* **Exercise**: The lines to be extracted begin at the line containing "task: segment the closet shelf" and end at the last line of the data below; copy them exactly and leave out the pictures.

── Given information

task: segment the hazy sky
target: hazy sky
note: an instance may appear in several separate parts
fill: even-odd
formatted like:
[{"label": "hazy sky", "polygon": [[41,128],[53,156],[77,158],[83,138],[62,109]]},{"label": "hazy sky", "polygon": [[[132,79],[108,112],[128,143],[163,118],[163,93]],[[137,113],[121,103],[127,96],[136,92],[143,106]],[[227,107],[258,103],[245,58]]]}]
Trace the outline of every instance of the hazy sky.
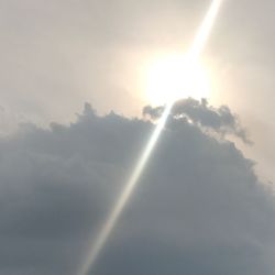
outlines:
[{"label": "hazy sky", "polygon": [[[0,133],[13,132],[0,141],[0,274],[75,274],[152,131],[144,68],[188,51],[209,3],[0,0]],[[224,0],[201,57],[217,109],[170,122],[97,274],[274,274],[274,202],[258,187],[275,182],[274,14],[274,0]],[[99,116],[76,116],[85,102]]]}]

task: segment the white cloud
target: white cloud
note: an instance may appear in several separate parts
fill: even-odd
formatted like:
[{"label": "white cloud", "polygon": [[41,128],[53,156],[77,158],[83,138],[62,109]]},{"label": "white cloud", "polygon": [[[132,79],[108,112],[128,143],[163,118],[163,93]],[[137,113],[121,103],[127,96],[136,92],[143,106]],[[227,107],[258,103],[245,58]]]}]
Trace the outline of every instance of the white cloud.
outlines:
[{"label": "white cloud", "polygon": [[[153,127],[86,105],[1,140],[0,274],[76,274]],[[94,272],[273,275],[274,210],[233,143],[170,118]]]}]

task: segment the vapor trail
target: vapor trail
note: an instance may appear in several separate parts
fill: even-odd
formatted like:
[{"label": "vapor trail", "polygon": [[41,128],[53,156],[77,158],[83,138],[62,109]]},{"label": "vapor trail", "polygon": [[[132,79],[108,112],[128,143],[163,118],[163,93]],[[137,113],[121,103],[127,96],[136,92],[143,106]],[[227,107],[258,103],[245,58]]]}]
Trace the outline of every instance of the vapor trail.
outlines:
[{"label": "vapor trail", "polygon": [[[190,50],[190,58],[194,62],[200,57],[200,54],[207,43],[213,23],[217,19],[222,1],[223,0],[213,0],[210,6],[210,9],[206,14],[206,18],[197,33],[194,45]],[[111,210],[103,228],[101,229],[101,231],[98,234],[98,238],[96,239],[96,242],[92,244],[91,251],[87,255],[86,262],[84,263],[81,270],[78,273],[79,275],[87,274],[88,271],[94,266],[96,260],[98,258],[100,251],[105,246],[110,233],[112,232],[118,219],[120,218],[120,215],[122,213],[127,202],[129,201],[131,195],[133,194],[133,190],[140,179],[140,176],[144,170],[144,167],[146,166],[148,158],[155,147],[155,144],[161,135],[161,132],[165,127],[165,123],[167,121],[173,105],[174,102],[170,102],[166,106],[162,114],[162,118],[160,119],[157,127],[155,128],[144,152],[142,153],[130,180],[128,182],[125,188],[122,190],[122,194],[120,195],[114,208]]]}]

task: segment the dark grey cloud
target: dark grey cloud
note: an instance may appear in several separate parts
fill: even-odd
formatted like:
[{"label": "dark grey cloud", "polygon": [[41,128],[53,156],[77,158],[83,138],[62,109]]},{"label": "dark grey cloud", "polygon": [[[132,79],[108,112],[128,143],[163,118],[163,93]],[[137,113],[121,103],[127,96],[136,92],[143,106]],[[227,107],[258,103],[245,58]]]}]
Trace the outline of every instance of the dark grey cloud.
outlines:
[{"label": "dark grey cloud", "polygon": [[[77,274],[153,129],[86,105],[68,127],[2,139],[0,274]],[[90,274],[273,275],[274,211],[232,142],[172,117]]]},{"label": "dark grey cloud", "polygon": [[[143,116],[150,116],[153,120],[158,119],[164,111],[164,107],[143,108]],[[191,123],[205,129],[211,129],[216,133],[233,134],[243,142],[251,144],[245,129],[241,125],[239,118],[231,112],[229,107],[221,106],[215,108],[209,106],[207,99],[196,100],[193,98],[183,99],[175,102],[172,116],[175,119],[187,119]]]}]

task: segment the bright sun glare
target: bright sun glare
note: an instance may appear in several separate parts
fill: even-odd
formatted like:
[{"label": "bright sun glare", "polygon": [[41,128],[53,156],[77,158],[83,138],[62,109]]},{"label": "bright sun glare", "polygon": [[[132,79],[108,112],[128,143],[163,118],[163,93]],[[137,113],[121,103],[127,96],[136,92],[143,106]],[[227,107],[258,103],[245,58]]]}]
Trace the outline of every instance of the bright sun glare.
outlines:
[{"label": "bright sun glare", "polygon": [[148,66],[145,76],[147,99],[153,105],[165,105],[182,98],[210,96],[210,82],[199,61],[187,55],[163,56]]}]

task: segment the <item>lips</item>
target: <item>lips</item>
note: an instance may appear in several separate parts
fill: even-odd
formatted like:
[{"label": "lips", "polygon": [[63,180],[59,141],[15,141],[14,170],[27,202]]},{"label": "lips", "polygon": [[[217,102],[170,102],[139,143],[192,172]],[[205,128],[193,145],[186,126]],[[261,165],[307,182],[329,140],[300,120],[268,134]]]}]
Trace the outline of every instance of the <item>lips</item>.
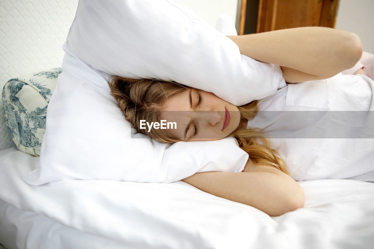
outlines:
[{"label": "lips", "polygon": [[230,113],[226,107],[225,107],[225,110],[226,111],[225,113],[224,120],[223,122],[223,128],[222,128],[223,130],[229,126],[229,124],[230,123]]}]

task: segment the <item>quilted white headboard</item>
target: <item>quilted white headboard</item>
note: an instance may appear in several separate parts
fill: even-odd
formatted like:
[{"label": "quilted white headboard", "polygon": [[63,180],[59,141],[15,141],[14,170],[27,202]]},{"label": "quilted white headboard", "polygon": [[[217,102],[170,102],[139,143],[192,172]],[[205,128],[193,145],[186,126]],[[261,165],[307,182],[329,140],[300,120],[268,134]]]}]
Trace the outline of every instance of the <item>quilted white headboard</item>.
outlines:
[{"label": "quilted white headboard", "polygon": [[[61,47],[78,1],[0,0],[0,89],[12,78],[61,67]],[[2,107],[0,104],[0,150],[14,145]]]}]

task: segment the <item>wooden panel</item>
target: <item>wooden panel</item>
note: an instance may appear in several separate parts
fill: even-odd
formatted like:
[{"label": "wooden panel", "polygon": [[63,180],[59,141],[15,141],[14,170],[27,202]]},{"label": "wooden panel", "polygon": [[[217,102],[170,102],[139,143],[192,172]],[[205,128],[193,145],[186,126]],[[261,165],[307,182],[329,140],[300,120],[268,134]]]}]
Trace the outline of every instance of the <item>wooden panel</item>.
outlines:
[{"label": "wooden panel", "polygon": [[242,0],[240,11],[240,25],[239,27],[239,35],[244,34],[245,16],[246,14],[247,0]]},{"label": "wooden panel", "polygon": [[338,0],[259,0],[257,33],[297,27],[333,28]]},{"label": "wooden panel", "polygon": [[338,0],[324,0],[319,25],[329,28],[335,27]]},{"label": "wooden panel", "polygon": [[274,5],[277,0],[260,0],[257,17],[257,33],[272,30],[272,21],[274,19]]},{"label": "wooden panel", "polygon": [[323,1],[278,0],[272,30],[319,26]]}]

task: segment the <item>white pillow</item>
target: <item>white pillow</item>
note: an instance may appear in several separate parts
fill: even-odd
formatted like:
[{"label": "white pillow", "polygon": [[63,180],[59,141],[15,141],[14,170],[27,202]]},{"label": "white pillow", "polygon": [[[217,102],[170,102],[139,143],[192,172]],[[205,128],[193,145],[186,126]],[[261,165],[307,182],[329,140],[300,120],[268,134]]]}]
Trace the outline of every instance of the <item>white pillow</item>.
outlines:
[{"label": "white pillow", "polygon": [[236,105],[286,85],[279,67],[241,55],[233,42],[171,1],[80,0],[67,40],[67,52],[95,69],[174,80]]},{"label": "white pillow", "polygon": [[169,146],[134,135],[110,95],[106,74],[174,80],[237,105],[285,84],[279,67],[241,55],[230,40],[167,1],[81,0],[63,49],[40,167],[24,178],[31,184],[170,182],[243,170],[248,155],[233,138]]}]

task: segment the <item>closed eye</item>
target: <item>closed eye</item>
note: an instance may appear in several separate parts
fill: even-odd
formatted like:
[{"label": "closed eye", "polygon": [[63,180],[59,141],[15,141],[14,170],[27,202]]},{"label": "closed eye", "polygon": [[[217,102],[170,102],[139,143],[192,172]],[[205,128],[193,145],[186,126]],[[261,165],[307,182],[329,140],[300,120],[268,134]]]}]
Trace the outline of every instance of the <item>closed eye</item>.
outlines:
[{"label": "closed eye", "polygon": [[192,135],[192,137],[194,136],[197,135],[197,133],[199,133],[199,131],[197,130],[197,127],[196,126],[196,124],[195,124],[195,133],[193,133],[193,135]]}]

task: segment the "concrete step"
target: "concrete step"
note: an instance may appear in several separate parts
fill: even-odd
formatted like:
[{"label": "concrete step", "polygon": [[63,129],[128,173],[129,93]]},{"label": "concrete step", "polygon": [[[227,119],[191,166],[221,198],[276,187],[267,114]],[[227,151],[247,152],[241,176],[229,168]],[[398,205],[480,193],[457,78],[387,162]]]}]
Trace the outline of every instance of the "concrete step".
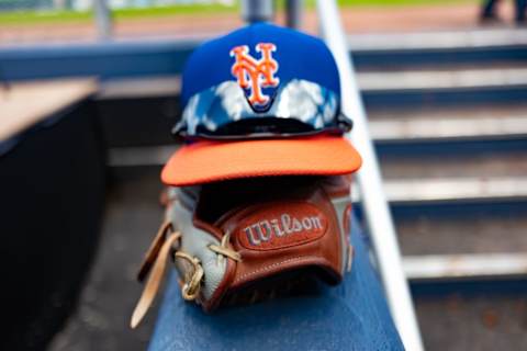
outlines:
[{"label": "concrete step", "polygon": [[480,150],[442,154],[419,152],[393,156],[381,154],[381,170],[386,180],[441,178],[520,178],[527,174],[525,150]]},{"label": "concrete step", "polygon": [[527,100],[527,68],[482,67],[357,75],[370,109],[467,106]]},{"label": "concrete step", "polygon": [[484,29],[349,36],[360,71],[525,63],[527,32]]},{"label": "concrete step", "polygon": [[415,306],[428,351],[523,350],[527,344],[525,295],[419,296]]},{"label": "concrete step", "polygon": [[377,143],[522,138],[527,136],[527,104],[457,109],[373,111],[370,132]]},{"label": "concrete step", "polygon": [[404,256],[524,254],[526,213],[497,208],[448,216],[422,213],[397,216],[395,223]]}]

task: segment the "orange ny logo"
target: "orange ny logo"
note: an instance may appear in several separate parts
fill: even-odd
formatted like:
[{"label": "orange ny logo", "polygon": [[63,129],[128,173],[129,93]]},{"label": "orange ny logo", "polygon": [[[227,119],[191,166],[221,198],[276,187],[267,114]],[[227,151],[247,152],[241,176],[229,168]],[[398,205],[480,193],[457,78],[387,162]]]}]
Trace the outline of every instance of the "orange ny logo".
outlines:
[{"label": "orange ny logo", "polygon": [[265,105],[269,97],[261,92],[261,88],[277,87],[280,80],[273,75],[278,70],[278,63],[272,58],[272,52],[277,46],[270,43],[259,43],[256,50],[261,54],[259,60],[249,55],[247,45],[236,46],[231,50],[236,61],[232,67],[232,73],[237,78],[238,84],[250,88],[249,103],[253,105]]}]

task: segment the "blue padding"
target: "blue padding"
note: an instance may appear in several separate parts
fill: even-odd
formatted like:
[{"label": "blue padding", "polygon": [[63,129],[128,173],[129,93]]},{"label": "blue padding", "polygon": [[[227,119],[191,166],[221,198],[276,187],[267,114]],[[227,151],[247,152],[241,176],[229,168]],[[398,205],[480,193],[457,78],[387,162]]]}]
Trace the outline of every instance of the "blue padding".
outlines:
[{"label": "blue padding", "polygon": [[149,350],[404,350],[356,225],[351,241],[345,282],[305,297],[205,315],[170,276]]}]

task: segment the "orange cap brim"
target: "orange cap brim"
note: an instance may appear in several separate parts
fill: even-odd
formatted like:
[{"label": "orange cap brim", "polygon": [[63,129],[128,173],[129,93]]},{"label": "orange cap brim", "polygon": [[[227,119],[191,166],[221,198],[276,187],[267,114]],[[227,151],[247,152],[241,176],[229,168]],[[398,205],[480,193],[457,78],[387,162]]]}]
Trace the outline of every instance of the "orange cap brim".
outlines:
[{"label": "orange cap brim", "polygon": [[362,159],[344,137],[242,141],[197,141],[181,147],[162,169],[168,185],[271,176],[338,176],[355,172]]}]

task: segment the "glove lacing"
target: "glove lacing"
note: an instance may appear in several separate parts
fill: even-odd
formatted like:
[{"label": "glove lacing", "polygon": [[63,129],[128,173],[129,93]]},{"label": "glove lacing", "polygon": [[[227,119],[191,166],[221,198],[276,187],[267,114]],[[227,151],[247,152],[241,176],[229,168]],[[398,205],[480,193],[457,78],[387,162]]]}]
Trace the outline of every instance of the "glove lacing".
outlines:
[{"label": "glove lacing", "polygon": [[[227,233],[223,236],[220,245],[210,244],[208,248],[217,254],[218,262],[225,257],[235,261],[240,261],[239,252],[228,247],[231,235]],[[157,235],[146,252],[143,264],[137,274],[137,280],[142,282],[144,278],[152,271],[148,281],[145,284],[143,293],[132,314],[131,327],[135,328],[144,318],[154,298],[157,295],[160,283],[165,275],[167,258],[173,252],[172,259],[184,260],[191,265],[190,270],[186,270],[183,281],[181,282],[181,295],[187,301],[195,301],[200,294],[201,282],[204,276],[203,267],[197,257],[178,250],[176,242],[181,239],[181,233],[175,231],[170,222],[165,222],[159,227]],[[179,245],[177,246],[179,247]]]}]

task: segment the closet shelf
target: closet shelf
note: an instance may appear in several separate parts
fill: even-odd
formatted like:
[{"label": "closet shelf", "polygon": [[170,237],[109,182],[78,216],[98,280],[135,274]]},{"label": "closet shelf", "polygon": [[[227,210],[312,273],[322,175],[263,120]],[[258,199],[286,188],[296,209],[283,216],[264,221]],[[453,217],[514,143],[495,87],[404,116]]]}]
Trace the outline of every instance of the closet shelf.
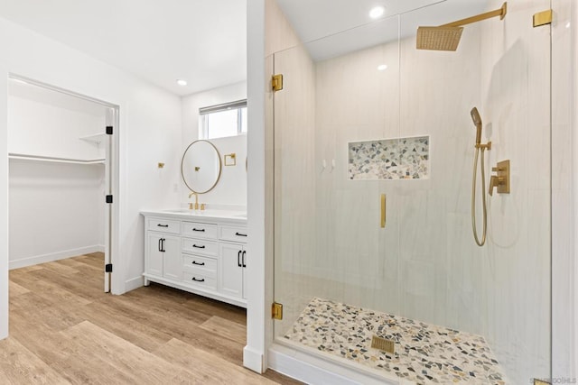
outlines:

────

* **Full solution**:
task: segment the closet shelf
target: closet shelf
note: an instance may appear in several separate parts
fill: even-odd
formatted like:
[{"label": "closet shelf", "polygon": [[170,237],[109,182],[78,216],[98,280],[135,274]]},{"label": "closet shelf", "polygon": [[[227,210],[312,273],[322,175],[263,120]],[[258,199],[286,188],[296,209],[283,216],[264,221]],[[453,217],[514,143],[495,87],[404,116]]]}]
Trace the outline of every instance of the closet shelf.
outlines:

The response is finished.